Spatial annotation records
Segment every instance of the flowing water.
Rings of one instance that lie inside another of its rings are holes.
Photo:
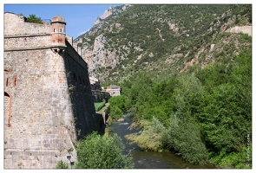
[[[213,169],[209,165],[200,166],[184,162],[181,156],[171,152],[154,152],[143,151],[136,144],[130,144],[124,136],[127,134],[137,132],[138,130],[129,130],[128,127],[132,123],[131,118],[123,115],[124,121],[113,122],[111,128],[114,132],[121,138],[124,143],[125,153],[132,151],[135,169]]]

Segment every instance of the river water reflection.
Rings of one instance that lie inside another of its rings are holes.
[[[126,148],[125,153],[132,151],[135,169],[213,169],[213,167],[205,165],[200,166],[184,162],[180,156],[171,152],[143,151],[136,144],[130,144],[124,138],[125,135],[137,132],[138,130],[129,130],[132,123],[131,118],[123,115],[124,121],[113,122],[111,127],[115,133],[118,134]]]

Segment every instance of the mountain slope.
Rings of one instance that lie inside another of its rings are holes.
[[[235,50],[228,54],[238,53],[241,45],[225,31],[235,25],[252,25],[247,9],[246,5],[122,5],[107,10],[108,15],[98,18],[74,43],[89,64],[90,75],[103,82],[121,81],[142,71],[154,78],[170,76],[193,64],[203,67],[217,61],[216,54],[226,54],[221,48],[230,47],[233,41]]]

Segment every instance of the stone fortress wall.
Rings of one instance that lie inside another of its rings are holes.
[[[95,112],[87,64],[64,30],[60,37],[65,41],[56,42],[62,39],[51,24],[4,14],[4,169],[52,169],[60,160],[75,162],[73,144],[103,126]]]

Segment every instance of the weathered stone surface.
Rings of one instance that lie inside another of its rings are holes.
[[[86,62],[67,40],[53,47],[49,26],[4,14],[4,169],[52,169],[69,163],[67,155],[75,161],[73,143],[103,124]]]

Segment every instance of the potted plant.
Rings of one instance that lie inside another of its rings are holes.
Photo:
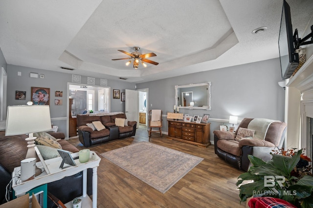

== STATED EXERCISE ==
Gather every line in the rows above that contains the word "water", and copy each of those lines in full.

== SOLUTION TO THE PROBLEM ==
Segment every instance of the flowing water.
Segment every instance of the river water reflection.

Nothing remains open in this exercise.